» OPDRACHT:
Zet de items vanaf de regel met "Note: for each instance of the red flowering" tot en met de regel met "point(430, 250)" om naar een CSV met de twee kolommen invoer en uitvoer, met één rij per item. Plaats elke waarde in één veld tussen aanhalingstekens en vervang regeleinden door spaties.

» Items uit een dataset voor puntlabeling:
* * * * * * * * *

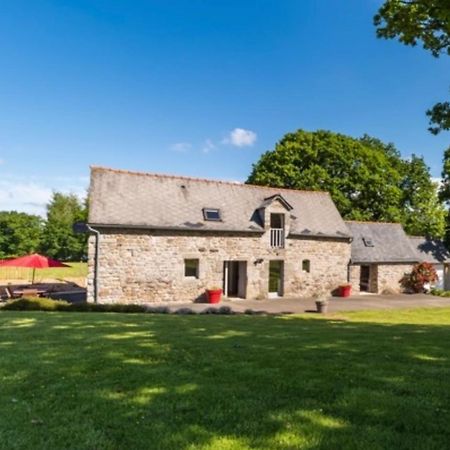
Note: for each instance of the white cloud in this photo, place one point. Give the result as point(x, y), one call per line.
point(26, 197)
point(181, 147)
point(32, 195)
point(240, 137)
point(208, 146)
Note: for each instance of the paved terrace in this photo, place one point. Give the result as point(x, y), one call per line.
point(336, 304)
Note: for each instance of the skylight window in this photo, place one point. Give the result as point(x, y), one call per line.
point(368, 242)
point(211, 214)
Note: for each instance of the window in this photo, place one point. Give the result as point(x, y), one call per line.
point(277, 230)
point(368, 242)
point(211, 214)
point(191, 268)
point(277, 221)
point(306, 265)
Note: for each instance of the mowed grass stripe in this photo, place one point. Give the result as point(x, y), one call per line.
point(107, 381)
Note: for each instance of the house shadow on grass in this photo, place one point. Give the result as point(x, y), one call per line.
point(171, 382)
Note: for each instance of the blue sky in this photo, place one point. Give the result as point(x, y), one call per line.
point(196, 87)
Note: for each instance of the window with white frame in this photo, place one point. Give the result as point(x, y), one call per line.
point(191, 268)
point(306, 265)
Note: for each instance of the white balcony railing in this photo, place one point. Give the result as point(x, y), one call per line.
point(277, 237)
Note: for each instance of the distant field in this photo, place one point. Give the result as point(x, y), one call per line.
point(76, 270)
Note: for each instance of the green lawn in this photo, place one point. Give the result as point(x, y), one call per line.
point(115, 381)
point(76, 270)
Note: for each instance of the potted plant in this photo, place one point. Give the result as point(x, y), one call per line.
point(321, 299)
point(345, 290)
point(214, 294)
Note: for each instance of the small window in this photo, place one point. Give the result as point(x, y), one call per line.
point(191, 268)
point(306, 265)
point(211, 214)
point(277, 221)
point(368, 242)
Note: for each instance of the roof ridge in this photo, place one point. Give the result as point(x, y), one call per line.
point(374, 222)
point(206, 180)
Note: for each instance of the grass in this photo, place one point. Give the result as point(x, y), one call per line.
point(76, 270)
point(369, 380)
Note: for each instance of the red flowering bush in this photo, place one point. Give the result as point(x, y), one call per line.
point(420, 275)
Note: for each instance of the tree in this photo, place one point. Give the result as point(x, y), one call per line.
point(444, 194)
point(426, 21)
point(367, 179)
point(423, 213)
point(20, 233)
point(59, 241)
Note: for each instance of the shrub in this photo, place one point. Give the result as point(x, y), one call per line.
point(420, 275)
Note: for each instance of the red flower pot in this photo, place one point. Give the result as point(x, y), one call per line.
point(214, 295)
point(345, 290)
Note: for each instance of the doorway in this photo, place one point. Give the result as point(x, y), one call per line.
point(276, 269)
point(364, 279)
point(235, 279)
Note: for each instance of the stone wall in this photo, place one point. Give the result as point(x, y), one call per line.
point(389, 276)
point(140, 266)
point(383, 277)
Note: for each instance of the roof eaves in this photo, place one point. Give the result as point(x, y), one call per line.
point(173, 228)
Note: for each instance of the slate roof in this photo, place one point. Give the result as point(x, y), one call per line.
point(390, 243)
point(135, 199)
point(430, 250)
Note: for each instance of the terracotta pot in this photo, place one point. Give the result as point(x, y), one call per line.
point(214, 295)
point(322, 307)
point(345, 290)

* * * * * * * * *

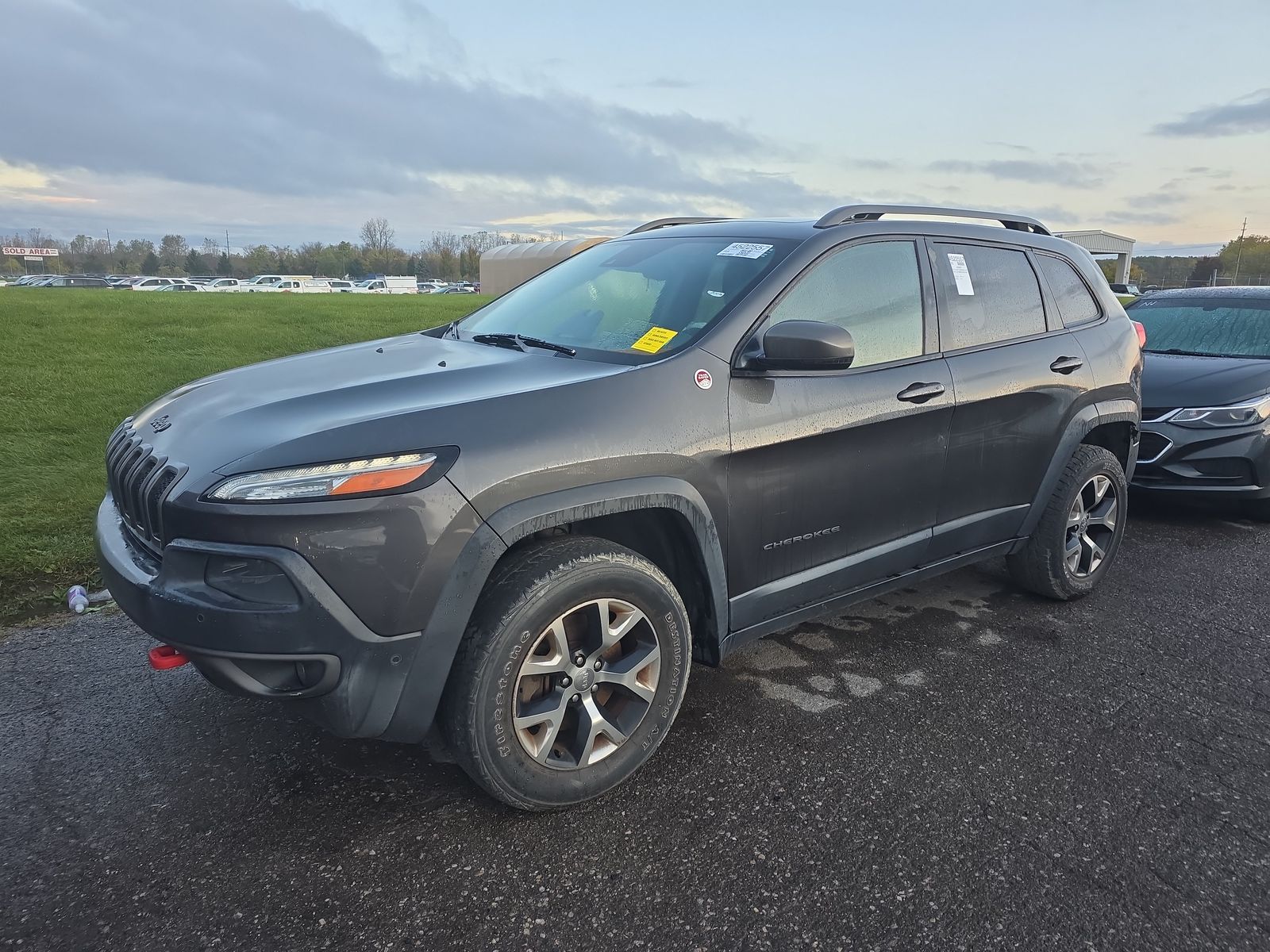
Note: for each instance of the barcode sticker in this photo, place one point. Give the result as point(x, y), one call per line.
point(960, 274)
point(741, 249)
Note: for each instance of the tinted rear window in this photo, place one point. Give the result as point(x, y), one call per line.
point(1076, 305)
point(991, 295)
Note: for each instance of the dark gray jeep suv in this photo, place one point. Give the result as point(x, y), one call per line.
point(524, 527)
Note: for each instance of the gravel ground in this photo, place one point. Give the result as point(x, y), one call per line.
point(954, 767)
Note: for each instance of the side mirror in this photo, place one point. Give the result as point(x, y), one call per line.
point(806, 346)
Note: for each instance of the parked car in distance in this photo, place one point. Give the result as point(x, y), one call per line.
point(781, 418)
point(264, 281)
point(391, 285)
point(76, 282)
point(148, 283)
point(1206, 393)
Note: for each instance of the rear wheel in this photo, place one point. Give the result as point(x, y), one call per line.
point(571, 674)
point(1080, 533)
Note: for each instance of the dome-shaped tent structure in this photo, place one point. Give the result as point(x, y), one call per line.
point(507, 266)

* * * * * * * * *

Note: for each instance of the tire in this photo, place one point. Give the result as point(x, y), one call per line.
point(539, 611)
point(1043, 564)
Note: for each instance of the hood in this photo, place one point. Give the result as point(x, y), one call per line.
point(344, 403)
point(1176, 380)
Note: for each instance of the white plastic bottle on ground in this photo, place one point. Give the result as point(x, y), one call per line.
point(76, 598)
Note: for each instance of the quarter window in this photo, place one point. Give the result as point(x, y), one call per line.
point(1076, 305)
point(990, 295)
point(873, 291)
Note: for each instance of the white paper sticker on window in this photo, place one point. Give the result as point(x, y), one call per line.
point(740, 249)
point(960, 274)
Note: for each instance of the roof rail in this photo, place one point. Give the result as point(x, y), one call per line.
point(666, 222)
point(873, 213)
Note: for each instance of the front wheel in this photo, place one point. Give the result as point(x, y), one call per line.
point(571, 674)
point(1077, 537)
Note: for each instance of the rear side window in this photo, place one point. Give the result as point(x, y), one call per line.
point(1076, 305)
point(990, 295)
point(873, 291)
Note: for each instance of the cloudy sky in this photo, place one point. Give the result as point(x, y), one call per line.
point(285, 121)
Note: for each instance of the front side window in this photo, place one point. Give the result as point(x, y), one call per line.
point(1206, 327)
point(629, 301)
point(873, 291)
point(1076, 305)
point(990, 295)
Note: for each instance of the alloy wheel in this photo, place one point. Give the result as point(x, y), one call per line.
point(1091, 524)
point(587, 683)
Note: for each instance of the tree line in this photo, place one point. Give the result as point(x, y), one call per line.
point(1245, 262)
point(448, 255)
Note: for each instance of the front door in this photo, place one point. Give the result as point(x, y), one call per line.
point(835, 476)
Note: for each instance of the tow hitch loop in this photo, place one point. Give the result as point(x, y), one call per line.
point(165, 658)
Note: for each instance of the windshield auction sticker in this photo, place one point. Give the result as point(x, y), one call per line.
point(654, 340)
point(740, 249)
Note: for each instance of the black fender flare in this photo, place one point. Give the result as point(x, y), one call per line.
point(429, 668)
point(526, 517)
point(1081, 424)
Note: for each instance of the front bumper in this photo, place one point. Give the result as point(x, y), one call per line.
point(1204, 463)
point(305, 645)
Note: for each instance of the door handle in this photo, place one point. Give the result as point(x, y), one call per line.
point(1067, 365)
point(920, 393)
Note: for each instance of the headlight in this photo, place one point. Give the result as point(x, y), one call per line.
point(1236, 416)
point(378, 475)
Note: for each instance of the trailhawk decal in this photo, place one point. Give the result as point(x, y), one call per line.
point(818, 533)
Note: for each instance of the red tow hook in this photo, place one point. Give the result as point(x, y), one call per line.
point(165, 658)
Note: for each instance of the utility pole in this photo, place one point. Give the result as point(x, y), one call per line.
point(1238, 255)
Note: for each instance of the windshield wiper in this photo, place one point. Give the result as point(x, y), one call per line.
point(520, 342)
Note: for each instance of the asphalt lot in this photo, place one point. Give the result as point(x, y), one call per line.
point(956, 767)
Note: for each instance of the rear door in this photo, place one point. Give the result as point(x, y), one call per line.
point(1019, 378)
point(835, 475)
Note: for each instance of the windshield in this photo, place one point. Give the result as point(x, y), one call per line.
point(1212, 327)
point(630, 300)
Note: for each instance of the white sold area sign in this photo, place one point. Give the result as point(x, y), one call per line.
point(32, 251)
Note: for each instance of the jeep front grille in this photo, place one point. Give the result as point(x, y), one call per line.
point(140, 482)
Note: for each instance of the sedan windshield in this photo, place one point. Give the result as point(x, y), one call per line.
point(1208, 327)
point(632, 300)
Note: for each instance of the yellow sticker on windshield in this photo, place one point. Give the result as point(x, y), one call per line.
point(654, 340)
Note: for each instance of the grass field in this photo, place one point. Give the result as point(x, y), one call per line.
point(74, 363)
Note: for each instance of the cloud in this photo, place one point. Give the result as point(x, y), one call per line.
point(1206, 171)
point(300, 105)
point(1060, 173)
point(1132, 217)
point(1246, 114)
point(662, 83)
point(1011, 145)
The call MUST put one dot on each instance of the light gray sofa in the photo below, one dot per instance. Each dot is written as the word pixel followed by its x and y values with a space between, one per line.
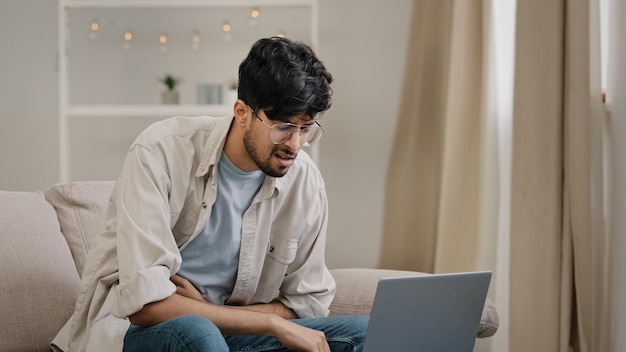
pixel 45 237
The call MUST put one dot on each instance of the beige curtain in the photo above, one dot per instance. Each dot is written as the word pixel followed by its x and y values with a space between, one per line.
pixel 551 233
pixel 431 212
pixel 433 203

* * * * * * * * *

» UITWERKING:
invoer,uitvoer
"Note: for each instance of the red flowering bush in this photo, place one point. Give the result as point(x, y), one call per line.","point(420, 275)"
"Note: for each instance of the tree in this photo, place one point. Give the result as point(x, y), one call per line.","point(444, 194) point(426, 21) point(367, 179) point(423, 213) point(20, 233) point(59, 241)"
"Note: for each instance of the shrub in this photo, place one point. Give the result as point(x, y), one call per line.","point(420, 275)"
"Note: for each instance of the red flower pot in this photo, place one point. Give the result as point(x, y), one call per line.","point(214, 295) point(345, 290)"
"Note: for each instance of the doorway in this photo, place one point. Give the result as point(x, y), one call per line.","point(276, 269) point(364, 279) point(235, 279)"
"Note: for each instance of the stone wall in this photo, place one point. Give the result as point(x, y), one call per line.","point(389, 276) point(140, 266) point(383, 277)"
"Note: for each instance of the roof eaves in this photo, place one point. Give the result as point(x, y), one call per line.","point(173, 228)"
"Note: for each instance of the slate roof in this photo, place one point. Give the result as point(x, y), one call per line.","point(390, 243) point(135, 199) point(430, 250)"